==== EXERCISE PASSAGE ====
Coaching career (HC unless noted)
- 2002: Charleston Southern (QB)
- 2003: Charleston Southern (RB/RC)
- 2004–2005: Clemson (GA)
- 2006–2008: Liberty (QB)
- 2009–2011: Liberty (OC/QB)
- 2012–2014: Richmond (OC/QB)
- 2015–2019: Clemson (QB/RC)
- 2020–2021: Clemson (PGC/QB)
- 2022: Clemson (OC/QB)
- 2023–2025: Georgia (OA)
- 2026–Present: Georgia (QB)

= Brandon Streeter =

American football player and coach (born 1977)

Brandon Streeter (born January 1, 1977) is an American football coach and former player who is the quarterbacks coach at the University of Georgia. He previously served as the offensive coordinator and quarterbacks coach at Clemson University. He had previously served as an assistant coach at the University of Richmond, Liberty University and Charleston Southern University.

Streeter played college football at Clemson University as a quarterback from 1995 to 1999 and has been an assistant coach at Clemson since 2015, having served as quarterbacks coach and recruiting coordinator from 2015 to 2019 and passing game coordinator and quarterbacks coach from 2020 to 2021.

==Playing career==
Streeter was a two-year starter at quarterback for Gettysburg Area High School, where he threw for more than 4,000 yards in his career and led the Warriors to two appearances in the district championship game. He was named to the 1995 Big 33 Football Classic all-star game.
He played at Clemson from 1996 to 1999. He started the final two seasons of his college career, scoring the only touchdown in the Tigers appearance in the 1999 Peach Bowl.

==Coaching career==
===Early career===
After playing one season with the Carolina Cobras, Streeter accepted a position at Charleston Southern as the team's quarterbacks coach in 2002, shifting over to the running backs coach and recruiting coordinator in 2003. He spent 2004 and 2005 at his alma mater Clemson as a graduate assistant. Streeter was named the quarterbacks coach at Liberty University in 2006, joining Danny Rocco's inaugural staff. He was promoted to offensive coordinator in 2009.
====
Please continue the Brandon Streeter biography above, picking up right after its final sentence.
==== DATASET EXCERPTS ====
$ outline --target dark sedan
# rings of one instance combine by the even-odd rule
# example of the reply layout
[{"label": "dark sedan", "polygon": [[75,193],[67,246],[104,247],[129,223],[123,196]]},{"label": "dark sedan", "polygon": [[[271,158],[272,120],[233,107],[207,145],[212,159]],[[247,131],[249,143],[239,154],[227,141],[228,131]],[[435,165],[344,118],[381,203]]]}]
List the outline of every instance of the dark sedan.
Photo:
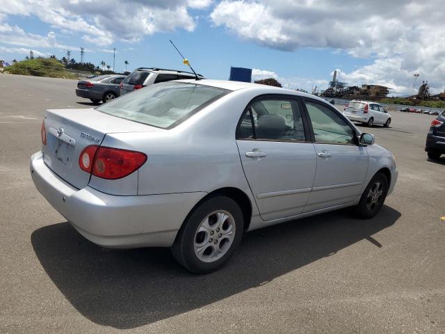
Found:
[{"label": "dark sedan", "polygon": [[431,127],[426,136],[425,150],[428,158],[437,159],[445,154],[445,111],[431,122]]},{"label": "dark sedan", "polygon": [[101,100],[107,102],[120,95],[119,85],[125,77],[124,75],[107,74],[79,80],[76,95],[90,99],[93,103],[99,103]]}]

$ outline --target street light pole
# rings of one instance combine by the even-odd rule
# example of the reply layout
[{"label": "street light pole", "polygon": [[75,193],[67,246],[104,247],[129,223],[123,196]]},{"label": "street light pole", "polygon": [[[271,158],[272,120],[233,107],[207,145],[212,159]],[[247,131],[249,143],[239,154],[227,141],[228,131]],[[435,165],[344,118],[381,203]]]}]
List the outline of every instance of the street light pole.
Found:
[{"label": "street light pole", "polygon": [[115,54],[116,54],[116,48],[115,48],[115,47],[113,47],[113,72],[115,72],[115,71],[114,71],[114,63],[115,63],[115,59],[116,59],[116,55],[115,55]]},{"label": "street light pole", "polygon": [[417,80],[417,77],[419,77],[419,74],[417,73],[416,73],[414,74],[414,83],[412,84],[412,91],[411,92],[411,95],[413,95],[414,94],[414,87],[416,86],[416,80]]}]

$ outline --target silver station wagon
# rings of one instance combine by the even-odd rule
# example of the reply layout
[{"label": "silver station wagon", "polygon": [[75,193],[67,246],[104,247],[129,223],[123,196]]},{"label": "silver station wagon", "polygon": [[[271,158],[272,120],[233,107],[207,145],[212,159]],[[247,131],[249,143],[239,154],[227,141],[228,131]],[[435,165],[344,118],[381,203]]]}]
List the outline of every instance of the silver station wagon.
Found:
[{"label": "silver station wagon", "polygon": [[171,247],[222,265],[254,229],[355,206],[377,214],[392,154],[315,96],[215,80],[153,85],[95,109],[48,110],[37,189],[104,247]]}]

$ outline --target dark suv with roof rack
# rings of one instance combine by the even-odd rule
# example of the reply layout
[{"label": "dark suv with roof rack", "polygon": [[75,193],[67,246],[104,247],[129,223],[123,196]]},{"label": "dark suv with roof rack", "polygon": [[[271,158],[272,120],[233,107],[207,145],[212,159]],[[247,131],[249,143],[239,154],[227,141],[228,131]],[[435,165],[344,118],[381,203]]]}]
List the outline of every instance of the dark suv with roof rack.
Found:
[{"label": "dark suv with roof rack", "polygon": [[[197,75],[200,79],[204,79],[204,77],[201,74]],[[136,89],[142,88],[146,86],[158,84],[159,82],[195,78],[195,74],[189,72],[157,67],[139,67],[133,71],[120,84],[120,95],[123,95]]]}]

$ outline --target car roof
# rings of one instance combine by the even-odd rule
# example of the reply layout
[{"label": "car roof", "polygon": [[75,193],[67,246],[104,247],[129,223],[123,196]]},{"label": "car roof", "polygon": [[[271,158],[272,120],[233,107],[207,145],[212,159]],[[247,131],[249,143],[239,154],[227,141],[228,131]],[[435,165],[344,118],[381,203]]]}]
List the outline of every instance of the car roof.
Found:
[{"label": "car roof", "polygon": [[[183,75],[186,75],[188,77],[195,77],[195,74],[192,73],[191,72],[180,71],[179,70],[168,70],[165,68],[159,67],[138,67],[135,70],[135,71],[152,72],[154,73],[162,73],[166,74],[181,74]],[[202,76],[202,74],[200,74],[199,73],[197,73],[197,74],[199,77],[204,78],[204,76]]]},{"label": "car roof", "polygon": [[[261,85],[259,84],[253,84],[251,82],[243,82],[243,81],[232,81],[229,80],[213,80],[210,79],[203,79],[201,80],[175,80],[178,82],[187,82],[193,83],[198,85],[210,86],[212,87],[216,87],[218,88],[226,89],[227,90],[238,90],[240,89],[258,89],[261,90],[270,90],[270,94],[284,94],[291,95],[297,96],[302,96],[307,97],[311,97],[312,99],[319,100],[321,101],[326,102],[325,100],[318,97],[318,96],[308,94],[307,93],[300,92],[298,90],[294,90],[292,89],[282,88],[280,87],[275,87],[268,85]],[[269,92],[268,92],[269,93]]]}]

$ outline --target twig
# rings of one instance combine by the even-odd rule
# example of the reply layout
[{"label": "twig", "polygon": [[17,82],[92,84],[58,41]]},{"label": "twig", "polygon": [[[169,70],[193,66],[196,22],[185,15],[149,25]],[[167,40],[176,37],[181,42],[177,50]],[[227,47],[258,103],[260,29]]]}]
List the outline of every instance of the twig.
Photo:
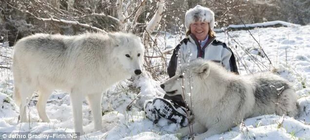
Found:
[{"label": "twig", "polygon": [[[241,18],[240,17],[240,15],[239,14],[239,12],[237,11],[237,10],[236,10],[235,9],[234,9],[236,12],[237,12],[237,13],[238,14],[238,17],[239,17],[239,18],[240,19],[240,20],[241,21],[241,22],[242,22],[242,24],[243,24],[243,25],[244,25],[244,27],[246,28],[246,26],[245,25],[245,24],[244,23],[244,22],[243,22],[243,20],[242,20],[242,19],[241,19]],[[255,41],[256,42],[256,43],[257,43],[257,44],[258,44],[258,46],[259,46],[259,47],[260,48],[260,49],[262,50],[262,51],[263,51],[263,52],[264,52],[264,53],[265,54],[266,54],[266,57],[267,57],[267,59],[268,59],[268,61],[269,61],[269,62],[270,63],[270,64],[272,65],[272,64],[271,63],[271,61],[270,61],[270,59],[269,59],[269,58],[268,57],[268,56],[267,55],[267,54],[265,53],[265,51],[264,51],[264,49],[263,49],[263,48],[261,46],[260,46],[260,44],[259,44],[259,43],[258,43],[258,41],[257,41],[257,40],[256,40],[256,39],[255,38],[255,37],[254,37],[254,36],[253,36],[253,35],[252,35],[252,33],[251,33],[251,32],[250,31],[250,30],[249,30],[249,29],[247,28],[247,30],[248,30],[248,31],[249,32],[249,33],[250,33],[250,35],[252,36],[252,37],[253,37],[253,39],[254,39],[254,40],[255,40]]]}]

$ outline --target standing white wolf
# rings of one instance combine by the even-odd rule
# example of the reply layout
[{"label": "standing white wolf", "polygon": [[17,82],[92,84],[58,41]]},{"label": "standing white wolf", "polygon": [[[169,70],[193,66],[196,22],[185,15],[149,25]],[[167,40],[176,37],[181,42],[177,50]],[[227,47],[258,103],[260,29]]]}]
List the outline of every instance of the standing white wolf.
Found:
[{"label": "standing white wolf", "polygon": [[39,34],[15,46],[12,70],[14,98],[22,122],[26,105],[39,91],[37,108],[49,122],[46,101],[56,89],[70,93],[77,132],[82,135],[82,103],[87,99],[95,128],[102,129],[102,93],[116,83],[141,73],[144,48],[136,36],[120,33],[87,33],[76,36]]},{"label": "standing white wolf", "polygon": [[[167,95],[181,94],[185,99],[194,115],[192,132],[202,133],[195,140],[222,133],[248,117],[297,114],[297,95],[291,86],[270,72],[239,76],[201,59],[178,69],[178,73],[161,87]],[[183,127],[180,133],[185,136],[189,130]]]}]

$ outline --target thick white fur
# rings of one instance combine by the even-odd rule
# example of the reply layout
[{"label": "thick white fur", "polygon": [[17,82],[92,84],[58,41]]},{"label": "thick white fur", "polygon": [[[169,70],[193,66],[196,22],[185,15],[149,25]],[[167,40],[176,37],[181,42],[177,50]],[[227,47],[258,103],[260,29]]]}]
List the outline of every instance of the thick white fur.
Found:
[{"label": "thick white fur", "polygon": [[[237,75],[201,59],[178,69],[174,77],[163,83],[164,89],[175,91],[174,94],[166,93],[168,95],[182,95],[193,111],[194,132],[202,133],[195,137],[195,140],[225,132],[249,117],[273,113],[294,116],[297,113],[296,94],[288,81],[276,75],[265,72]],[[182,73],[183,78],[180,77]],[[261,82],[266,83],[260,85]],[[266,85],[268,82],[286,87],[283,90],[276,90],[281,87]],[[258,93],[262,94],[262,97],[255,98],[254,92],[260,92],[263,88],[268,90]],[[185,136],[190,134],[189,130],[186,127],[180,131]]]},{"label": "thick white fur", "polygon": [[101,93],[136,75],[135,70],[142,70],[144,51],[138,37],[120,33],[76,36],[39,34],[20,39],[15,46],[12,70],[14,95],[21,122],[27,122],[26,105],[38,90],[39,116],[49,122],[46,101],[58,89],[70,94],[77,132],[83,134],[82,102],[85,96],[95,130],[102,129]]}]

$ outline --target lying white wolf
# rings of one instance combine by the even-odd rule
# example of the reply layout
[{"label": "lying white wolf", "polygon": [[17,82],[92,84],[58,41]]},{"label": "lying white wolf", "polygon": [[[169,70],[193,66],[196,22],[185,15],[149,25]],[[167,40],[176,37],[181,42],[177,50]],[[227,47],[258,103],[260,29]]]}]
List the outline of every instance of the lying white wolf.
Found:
====
** TASK OUTPUT **
===Richmond===
After Rocco was named the head coach at Richmond in December 2011, Streeter joined Rocco's staff as the offensive coordinator and quarterbacks coach. During his time as the Spiders offensive coordinator, the Spiders put up 28 points per game in 2011, 33 in 2012, and 31 in 2013.

===Clemson (second stint)===
In 2014, Streeter was named the quarterbacks coach and recruiting coordinator at Clemson University, replacing Chad Morris as the position coach and Jeff Scott as the recruiting coordinator, the latter being one of Morris' successors as offensive coordinator. His first appearance as quarterbacks coach was in the Russell Athletic Bowl, where Clemson quarterback Cole Stoudt threw for a season high 319 yards and three passing touchdowns, one rushing touchdown, and the game's MVP in a 40–6 victory over Oklahoma.

During Streeter's time as recruiting coordinator, Clemson's recruiting classes were consistently ranked in the top 25 by recruiting websites 247Sports and Rivals, while also getting commitments from top quarterback prospects Trevor Lawrence and DJ Uiagalelei.

Following Scott's departure to accept the head coaching position at South Florida, Streeter assumed more offensive responsibilities, also receiving a promotion to passing game coordinator. Streeter's recruiting coordinator duties were passed on to defensive tackles coach Todd Bates.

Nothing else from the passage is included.